## start RAW DATA
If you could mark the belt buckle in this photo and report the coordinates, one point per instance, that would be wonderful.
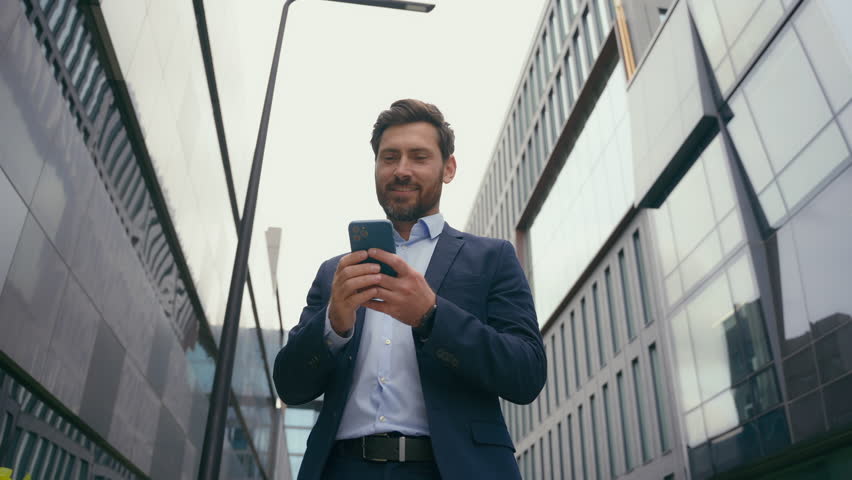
(364, 452)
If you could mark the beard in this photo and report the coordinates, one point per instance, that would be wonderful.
(424, 202)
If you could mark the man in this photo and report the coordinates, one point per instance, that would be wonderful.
(412, 366)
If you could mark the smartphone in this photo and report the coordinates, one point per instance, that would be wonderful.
(366, 234)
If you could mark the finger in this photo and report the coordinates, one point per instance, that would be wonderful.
(395, 261)
(389, 283)
(361, 298)
(354, 285)
(377, 306)
(353, 271)
(352, 259)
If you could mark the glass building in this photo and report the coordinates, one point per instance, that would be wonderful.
(119, 204)
(675, 177)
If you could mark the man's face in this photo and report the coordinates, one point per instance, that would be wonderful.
## end RAW DATA
WHAT NEEDS TO BE DONE
Could you rewrite all of these lines with "report the coordinates" replaced by "give the coordinates" and nothing else changed, omitting the pictures?

SOLUTION BELOW
If you could mark the belt buckle in this photo and give the coordinates, one point per instance, that would be wonderful.
(364, 452)
If you could mark the beard in this photo and give the coordinates, one point per instance, that would be wonderful.
(424, 202)
If you could mark the man in this photo and give the coordinates, one point per instance, that would be wonderful.
(412, 366)
If you could mark the smartphone in this photo and give the coordinates, one point per instance, that would be wonderful.
(366, 234)
If you could mark the finger in this photo and give the coordinates, one point per instance, that would be wonderful.
(395, 261)
(389, 283)
(361, 298)
(354, 285)
(377, 306)
(353, 271)
(352, 259)
If you could mark the glass building in this photo and give the coordinates, one point per instance, that would be wonderful.
(119, 204)
(675, 177)
If you could mark the man's face in this photo and give the coordinates, one point per instance, that would be wonderful.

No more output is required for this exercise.